[What you have to do]: Repeat the material exactly, every line of it.

[Records]:
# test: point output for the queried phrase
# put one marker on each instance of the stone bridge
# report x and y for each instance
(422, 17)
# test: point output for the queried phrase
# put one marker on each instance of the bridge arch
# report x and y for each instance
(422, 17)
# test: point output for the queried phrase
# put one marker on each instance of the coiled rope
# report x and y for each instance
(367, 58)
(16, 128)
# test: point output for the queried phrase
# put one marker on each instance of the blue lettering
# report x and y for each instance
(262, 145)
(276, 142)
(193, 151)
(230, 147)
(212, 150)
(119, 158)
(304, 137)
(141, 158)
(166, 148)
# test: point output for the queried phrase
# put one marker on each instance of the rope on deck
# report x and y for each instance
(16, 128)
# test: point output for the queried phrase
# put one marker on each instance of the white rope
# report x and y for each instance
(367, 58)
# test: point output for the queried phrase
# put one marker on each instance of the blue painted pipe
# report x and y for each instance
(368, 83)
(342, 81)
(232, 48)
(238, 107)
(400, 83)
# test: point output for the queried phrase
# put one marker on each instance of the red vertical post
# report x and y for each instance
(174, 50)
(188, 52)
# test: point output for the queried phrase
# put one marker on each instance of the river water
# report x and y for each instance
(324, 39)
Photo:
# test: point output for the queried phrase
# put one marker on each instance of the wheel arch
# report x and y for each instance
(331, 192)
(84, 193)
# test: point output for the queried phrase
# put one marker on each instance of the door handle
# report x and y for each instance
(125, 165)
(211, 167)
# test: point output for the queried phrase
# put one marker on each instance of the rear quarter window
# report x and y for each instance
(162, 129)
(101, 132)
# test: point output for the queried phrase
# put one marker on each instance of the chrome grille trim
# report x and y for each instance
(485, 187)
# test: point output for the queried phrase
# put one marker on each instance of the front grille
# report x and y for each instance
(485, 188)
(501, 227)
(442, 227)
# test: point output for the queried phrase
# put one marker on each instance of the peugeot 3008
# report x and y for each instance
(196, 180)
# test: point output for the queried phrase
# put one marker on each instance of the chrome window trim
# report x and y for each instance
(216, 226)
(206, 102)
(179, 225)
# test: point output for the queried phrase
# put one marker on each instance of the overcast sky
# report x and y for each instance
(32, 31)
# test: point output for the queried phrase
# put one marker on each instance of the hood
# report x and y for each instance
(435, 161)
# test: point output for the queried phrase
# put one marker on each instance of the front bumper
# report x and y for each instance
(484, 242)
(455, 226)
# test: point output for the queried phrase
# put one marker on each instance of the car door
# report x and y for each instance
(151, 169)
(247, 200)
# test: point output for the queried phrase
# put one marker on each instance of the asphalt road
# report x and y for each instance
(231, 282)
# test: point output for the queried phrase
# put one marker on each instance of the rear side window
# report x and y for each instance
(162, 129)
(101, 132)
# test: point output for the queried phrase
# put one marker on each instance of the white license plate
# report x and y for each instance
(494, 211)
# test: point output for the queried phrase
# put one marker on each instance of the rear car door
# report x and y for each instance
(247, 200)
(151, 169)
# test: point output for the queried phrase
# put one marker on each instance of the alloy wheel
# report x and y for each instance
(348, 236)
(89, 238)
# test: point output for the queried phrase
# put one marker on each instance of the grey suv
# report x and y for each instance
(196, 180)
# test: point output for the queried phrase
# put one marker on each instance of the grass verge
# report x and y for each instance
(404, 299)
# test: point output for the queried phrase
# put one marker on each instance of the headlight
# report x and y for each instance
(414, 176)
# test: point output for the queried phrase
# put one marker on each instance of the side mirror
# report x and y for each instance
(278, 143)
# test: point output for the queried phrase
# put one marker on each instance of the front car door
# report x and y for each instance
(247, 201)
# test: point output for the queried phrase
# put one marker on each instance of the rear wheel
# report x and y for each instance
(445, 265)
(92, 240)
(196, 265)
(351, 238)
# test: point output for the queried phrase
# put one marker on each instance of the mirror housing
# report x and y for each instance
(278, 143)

[Finished task]:
# test: point output for the queried phrase
# put one marker on each instance of the stone bridge
# report x and y for each instance
(422, 17)
# test: point output for the queried phrase
# put one marker on each instance of the bridge arch
# report x and y for each instance
(422, 17)
# test: point output for the queried phrase
# put one marker on each instance of the coiled rope
# report x and y for each instance
(367, 58)
(16, 128)
# test: point output for the queried phrase
# put one marker on each instance of the blue lettering
# report x and y for each instance
(262, 145)
(276, 142)
(193, 151)
(230, 147)
(212, 150)
(119, 158)
(304, 137)
(141, 158)
(166, 148)
# test: point output for the queried phrase
# put one marker on each instance of the rope on deck
# report x and y for each instance
(16, 128)
# test: point output for the queried phrase
# put one marker on each instance of the white rope
# report x and y for each instance
(367, 58)
# test: point output for the queried phrase
# put one marker on each instance of the blue painted pipe
# report x and y for each instance
(368, 83)
(342, 81)
(232, 48)
(238, 107)
(400, 83)
# test: point output for the queried phrase
# put one marker on each instance of the red vertical post
# report x and y for each instance
(174, 50)
(188, 52)
# test: point output for the queried phrase
# put one marker on each instance of the river water
# report x and y for each instance
(324, 39)
Photo:
# test: point output for the queried phrase
# put one marker on each instance of the wheel arch
# report x and y for each instance
(331, 192)
(84, 193)
# test: point output for the queried phrase
# put one marker on each instance of the door handle
# report x and y for each instance
(125, 165)
(211, 167)
# test: point output for the queried phrase
# put one marker on each instance of the rear quarter window
# report x and y for each instance
(162, 129)
(101, 132)
# test: point output for the queried phrase
# put one marker on each instance of the chrome grille trim
# report x and y for each instance
(485, 187)
# test: point output for the queried phrase
# put one marker on each instance of the front grille
# report x and y for each instance
(485, 188)
(501, 227)
(442, 227)
# test: point output for the queried phrase
# put one marker on each instance of the peugeot 3008
# report x and y for each instance
(196, 180)
# test: point output for the queried phrase
# put one marker on each instance of the chrome window trim
# report x and y for each instance
(216, 226)
(206, 102)
(179, 225)
# test: point output for the queried phrase
# put one marker on each instance of the overcast sky
# report x and y for each instance
(32, 31)
# test: point output for the queried phrase
# put one marker on each instance of the hood
# report x and y for each instance
(435, 161)
# test: point output for the queried phrase
# put one marker on each instance of the front bumper
# report x and y for each instance
(484, 242)
(455, 226)
# test: point output for the queried phrase
# put one marker on each instance of the car door
# report x and y for each instance
(151, 169)
(247, 200)
# test: point output for the queried phrase
# put one marker on each instance of the asphalt road
# report x and y for each instance
(231, 282)
# test: point output for the queried phrase
# put one marker on each instance of the rear side window
# report x and y for each instance
(162, 129)
(101, 132)
# test: point output for the queried phrase
# put one marker on each instance of the white license plate
# report x and y for each instance
(494, 211)
# test: point output for the queried phrase
# put one marker on each instance of the rear car door
# report x and y for each instance
(247, 200)
(151, 169)
# test: point output for the queried phrase
# put one marker on each instance of the alloy wheel
# report x and y for each instance
(348, 236)
(89, 238)
# test: point output for the queried phrase
# put one marker on each instance of the grey suv
# report x and y for each instance
(196, 180)
# test: point output for the queried phrase
# put one marker on each instance of the grass verge
# report x and y for each instance
(404, 299)
# test: point output for the queried phrase
# put one marker on each instance of the headlight
# report x and y for each instance
(414, 176)
# test: point output for the queried phrase
# put one marker on each instance of the side mirror
# report x and y for each instance
(278, 143)
# test: point output for the queried phrase
# put one marker on each instance of the front car door
# report x and y for each instance
(247, 201)
# test: point output for the queried phrase
# put one marker on each instance of the rear wheel
# report x and y for each instance
(445, 265)
(92, 240)
(196, 265)
(351, 238)
# test: point output for the queried phrase
# put one marker on each instance of the mirror housing
# report x and y for each instance
(278, 143)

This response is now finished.